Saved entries
□ □ □ □ □ □ □
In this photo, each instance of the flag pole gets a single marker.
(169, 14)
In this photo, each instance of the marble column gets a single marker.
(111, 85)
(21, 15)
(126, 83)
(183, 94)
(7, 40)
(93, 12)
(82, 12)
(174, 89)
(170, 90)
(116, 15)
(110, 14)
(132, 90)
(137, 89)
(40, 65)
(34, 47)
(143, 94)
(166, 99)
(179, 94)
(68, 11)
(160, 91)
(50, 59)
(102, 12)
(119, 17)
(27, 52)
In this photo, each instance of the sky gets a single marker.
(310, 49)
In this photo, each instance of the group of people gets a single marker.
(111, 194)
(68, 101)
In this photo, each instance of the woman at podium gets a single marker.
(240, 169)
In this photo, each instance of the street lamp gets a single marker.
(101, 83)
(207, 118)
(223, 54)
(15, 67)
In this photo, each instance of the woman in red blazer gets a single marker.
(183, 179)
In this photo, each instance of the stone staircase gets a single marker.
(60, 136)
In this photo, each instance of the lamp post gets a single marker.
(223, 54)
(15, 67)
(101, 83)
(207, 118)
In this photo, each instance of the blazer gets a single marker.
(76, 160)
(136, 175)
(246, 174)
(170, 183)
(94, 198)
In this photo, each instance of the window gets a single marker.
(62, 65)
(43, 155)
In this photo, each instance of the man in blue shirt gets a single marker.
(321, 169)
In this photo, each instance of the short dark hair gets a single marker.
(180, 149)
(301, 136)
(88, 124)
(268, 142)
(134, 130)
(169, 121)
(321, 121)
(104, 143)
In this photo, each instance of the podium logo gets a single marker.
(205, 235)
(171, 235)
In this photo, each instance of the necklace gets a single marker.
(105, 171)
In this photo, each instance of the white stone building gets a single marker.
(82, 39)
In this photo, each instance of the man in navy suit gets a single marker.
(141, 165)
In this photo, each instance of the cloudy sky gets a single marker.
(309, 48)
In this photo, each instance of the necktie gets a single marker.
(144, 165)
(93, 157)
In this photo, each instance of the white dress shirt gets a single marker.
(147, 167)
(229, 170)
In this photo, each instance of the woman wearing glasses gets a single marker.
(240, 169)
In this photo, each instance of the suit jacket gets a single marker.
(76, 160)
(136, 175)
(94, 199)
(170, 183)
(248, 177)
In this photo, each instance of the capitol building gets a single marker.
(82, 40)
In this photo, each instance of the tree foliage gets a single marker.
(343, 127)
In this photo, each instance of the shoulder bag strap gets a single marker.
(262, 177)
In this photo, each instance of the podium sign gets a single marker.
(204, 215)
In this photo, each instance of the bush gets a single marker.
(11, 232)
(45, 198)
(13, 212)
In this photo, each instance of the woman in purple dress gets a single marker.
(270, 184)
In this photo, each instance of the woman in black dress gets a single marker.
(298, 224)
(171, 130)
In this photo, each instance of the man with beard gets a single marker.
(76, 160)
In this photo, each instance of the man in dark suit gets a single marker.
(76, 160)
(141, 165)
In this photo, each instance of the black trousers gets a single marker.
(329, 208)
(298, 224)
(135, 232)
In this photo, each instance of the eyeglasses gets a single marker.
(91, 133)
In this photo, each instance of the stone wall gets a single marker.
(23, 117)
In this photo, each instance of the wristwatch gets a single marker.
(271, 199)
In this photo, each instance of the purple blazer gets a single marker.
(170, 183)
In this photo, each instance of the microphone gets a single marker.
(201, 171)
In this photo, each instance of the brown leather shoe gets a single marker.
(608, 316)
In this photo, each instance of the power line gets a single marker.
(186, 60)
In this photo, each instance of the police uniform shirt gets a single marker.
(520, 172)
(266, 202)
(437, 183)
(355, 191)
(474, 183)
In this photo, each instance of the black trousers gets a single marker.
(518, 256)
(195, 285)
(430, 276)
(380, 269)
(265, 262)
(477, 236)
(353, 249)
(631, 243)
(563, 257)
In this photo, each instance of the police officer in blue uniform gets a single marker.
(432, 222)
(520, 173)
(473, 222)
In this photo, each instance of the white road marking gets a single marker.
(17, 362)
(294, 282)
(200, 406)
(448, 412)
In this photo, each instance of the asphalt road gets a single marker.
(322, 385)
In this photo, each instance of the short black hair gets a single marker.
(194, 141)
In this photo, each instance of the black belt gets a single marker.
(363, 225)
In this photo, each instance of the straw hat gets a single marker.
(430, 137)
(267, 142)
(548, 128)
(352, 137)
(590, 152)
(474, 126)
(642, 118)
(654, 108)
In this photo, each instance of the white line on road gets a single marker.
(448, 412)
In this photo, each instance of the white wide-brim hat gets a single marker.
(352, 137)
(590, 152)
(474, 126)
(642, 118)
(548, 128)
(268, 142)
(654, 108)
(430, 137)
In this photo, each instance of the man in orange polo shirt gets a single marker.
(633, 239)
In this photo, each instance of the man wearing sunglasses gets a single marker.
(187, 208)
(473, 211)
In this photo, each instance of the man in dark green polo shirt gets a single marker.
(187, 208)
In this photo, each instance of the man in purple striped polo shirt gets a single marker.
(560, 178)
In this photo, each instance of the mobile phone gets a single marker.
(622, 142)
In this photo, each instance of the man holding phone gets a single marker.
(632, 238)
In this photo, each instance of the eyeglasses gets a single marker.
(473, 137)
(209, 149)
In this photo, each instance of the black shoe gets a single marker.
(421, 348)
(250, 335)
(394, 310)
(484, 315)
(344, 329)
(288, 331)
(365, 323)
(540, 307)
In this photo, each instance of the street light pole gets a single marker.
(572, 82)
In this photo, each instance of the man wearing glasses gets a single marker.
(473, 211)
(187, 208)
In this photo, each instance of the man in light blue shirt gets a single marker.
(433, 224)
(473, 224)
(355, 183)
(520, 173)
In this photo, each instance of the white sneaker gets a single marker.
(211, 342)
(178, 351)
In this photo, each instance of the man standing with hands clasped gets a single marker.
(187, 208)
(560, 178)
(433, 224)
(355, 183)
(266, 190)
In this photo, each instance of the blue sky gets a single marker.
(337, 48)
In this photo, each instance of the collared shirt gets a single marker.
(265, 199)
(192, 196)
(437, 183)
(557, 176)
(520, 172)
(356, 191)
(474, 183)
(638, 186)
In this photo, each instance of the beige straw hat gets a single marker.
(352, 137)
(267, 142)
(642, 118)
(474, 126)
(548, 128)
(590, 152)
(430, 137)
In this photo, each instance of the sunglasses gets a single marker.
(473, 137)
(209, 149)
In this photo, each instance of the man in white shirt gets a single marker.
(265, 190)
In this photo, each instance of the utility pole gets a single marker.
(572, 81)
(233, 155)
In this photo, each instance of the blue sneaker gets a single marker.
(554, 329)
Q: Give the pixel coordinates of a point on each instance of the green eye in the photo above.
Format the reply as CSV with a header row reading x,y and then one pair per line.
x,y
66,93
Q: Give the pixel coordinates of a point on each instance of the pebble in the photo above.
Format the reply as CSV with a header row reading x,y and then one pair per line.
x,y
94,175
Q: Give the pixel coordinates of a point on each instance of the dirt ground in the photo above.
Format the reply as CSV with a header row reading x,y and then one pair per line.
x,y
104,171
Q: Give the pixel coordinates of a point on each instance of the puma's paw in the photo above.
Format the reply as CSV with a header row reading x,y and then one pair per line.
□ □ □ □ □ □ □
The task – Starting at the line that contains "ground in the photo above.", quote each remaining line of the entries above, unchanged.

Solution –
Q: Give the pixel coordinates of a point on each instance of the dirt ground in the photo above.
Format the reply as CSV with a header row reading x,y and then one pair per line.
x,y
104,171
Q: Give the pixel coordinates of a point on each instance of the puma's paw in the photo above.
Format the reply as CSV with a header row reading x,y and then one pair per line.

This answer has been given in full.